**DOCUMENT SEGMENT**
· · · · · · ·

The thought of entering my 4th year in college is still surreal to me. Who’d have thought that I would get this far? I entered Ateneo an AMF/Applied Math-Finance major and, hopefully, I will graduate it a MIS/Management in Information Systems major (and a Creative Writing minor).
I know shifting is probably one of the best decisions I made in college. I think I talked about it a few times here (and in my other accounts). Things are better now in a lot of ways. Before, I was very scared and hesitant to do it, thinking that it might just be a phase I was going through. In the end, I jumped ship. That was when I learned one thing: it’s okay to take risks. Look at what’s happening now.
With Senior year fast approaching, I can’t help but think that shit’s getting real. Friends would be applying for jobs, we’d all be signing up for yearbook photoshoots, and, hopefully, we’d all survive whatever hell academics would throw at us.

· · · · · · ·

**RECORD EXTRACTS**
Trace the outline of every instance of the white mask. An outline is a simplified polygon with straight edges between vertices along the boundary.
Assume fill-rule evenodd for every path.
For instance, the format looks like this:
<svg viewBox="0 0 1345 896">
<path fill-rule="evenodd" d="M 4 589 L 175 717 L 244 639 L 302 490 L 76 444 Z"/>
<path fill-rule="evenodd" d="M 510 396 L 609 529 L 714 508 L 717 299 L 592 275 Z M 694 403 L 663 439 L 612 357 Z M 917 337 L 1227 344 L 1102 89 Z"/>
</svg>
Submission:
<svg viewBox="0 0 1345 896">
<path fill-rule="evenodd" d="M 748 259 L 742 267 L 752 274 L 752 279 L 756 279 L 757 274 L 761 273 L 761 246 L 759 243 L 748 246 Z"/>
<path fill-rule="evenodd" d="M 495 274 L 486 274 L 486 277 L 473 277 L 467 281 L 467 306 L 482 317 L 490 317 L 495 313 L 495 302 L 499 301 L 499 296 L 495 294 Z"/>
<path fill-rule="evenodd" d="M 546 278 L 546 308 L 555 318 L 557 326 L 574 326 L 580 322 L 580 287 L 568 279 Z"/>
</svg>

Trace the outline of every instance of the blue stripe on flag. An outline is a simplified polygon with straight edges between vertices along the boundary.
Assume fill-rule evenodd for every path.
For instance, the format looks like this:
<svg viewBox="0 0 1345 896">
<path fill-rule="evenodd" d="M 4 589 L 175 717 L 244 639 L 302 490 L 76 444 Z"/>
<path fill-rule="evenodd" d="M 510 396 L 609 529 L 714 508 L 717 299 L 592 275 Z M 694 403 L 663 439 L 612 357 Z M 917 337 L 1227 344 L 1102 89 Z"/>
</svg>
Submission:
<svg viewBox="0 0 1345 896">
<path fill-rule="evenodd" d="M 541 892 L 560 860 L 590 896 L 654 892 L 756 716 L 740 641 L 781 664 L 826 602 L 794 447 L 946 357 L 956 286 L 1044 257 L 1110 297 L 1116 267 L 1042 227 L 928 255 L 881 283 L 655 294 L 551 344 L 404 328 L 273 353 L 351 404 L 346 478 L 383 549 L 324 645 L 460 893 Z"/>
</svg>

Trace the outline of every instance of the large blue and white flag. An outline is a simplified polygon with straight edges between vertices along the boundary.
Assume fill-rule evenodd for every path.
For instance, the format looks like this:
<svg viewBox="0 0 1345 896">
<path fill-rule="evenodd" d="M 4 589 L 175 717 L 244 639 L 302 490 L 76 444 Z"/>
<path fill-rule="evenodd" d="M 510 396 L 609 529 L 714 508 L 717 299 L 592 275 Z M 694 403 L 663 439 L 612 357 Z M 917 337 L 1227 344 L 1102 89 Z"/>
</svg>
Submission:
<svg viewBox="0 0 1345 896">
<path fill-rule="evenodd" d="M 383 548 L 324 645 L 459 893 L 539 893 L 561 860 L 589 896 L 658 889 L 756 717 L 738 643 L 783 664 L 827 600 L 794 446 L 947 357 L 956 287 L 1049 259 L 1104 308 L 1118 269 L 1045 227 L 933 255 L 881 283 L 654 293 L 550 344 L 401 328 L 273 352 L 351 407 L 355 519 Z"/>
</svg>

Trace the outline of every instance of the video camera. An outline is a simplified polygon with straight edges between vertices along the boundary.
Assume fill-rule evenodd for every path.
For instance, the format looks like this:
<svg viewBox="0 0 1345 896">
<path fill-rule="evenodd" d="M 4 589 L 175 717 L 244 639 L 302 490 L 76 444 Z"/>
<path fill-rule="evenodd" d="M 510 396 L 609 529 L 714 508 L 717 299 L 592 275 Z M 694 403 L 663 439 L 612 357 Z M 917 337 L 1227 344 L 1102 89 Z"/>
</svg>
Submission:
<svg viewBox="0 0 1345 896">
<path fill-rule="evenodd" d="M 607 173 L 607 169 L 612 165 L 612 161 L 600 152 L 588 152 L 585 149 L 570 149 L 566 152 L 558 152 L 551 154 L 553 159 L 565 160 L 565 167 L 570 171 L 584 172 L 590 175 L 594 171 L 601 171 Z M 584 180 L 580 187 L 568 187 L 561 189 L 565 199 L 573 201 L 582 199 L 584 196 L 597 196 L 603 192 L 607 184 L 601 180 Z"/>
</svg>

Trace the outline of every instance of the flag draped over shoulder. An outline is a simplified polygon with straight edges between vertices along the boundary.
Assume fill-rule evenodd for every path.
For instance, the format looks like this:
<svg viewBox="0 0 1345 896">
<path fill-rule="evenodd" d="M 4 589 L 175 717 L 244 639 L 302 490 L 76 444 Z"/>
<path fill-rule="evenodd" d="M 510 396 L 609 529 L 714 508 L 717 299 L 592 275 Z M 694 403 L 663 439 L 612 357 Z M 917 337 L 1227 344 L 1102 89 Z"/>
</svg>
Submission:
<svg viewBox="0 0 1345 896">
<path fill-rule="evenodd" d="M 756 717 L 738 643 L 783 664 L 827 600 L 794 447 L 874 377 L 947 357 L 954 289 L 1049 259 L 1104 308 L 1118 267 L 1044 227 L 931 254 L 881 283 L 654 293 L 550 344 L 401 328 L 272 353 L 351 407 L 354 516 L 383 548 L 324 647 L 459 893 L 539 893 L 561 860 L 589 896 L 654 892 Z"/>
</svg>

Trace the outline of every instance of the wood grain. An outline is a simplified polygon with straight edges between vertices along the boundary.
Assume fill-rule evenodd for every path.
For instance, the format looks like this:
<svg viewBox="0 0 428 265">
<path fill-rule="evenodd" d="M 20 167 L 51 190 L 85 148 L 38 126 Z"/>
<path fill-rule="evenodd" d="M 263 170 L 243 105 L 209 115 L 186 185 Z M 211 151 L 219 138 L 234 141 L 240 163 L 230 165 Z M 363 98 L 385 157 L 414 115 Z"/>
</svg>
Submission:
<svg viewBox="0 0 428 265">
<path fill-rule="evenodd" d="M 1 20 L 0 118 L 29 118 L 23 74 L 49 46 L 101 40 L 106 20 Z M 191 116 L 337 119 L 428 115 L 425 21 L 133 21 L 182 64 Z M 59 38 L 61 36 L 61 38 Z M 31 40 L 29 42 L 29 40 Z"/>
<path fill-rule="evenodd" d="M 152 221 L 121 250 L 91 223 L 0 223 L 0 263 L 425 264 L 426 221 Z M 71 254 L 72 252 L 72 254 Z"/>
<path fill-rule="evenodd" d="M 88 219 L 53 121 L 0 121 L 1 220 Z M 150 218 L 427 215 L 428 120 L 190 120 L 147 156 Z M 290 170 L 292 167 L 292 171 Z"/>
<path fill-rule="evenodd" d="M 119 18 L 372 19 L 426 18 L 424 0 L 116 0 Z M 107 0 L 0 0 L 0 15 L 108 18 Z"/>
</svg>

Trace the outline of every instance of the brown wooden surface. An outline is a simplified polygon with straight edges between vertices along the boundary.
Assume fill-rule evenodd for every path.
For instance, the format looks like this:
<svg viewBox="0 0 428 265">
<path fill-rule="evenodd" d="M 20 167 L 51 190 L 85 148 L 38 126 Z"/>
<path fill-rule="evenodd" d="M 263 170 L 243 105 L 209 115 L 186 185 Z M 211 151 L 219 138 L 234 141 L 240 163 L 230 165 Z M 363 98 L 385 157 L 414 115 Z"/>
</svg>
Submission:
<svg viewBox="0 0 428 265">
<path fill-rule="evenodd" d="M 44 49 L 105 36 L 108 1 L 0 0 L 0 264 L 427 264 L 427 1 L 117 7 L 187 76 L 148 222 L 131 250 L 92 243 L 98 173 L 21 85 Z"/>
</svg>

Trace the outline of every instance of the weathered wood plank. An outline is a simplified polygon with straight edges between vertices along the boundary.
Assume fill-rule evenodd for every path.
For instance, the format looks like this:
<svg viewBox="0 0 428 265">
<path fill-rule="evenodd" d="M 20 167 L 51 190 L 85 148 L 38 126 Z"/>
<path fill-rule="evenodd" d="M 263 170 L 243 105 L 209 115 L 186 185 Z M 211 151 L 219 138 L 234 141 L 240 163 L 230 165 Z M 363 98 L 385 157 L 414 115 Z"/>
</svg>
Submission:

· · · · · · ·

**TO DO**
1/ From the college post, extract the part that opens with the words containing "I know shifting" and closes with "throw at us.", copying it word for word.
2/ Extend the college post about shifting majors and approaching senior year, picking up right after its final sentence.
The records play no part in this work.

**RESPONSE LIST**
1/
I know shifting is probably one of the best decisions I made in college. I think I talked about it a few times here (and in my other accounts). Things are better now in a lot of ways. Before, I was very scared and hesitant to do it, thinking that it might just be a phase I was going through. In the end, I jumped ship. That was when I learned one thing: it’s okay to take risks. Look at what’s happening now.
With Senior year fast approaching, I can’t help but think that shit’s getting real. Friends would be applying for jobs, we’d all be signing up for yearbook photoshoots, and, hopefully, we’d all survive whatever hell academics would throw at us.

2/
Then again, I’m extending another year. It’s just sad how I won’t be able to graduate with my friends. Instead of with them, I’ll probably be cheering for them at the side, like a proud mom (I sound pathetic and cheesy haha). I just wish we could all do it together.
Anyway, JUNIOR YEAR WAS VERY INTERESTING. Finally got to start on my (new) major subjects along with the ones for my minor. I love it. I got to have the best of both worlds–programming and writing. I still have a long way to go and I can’t wait to see what’s in store for me. Cheers to Junior year!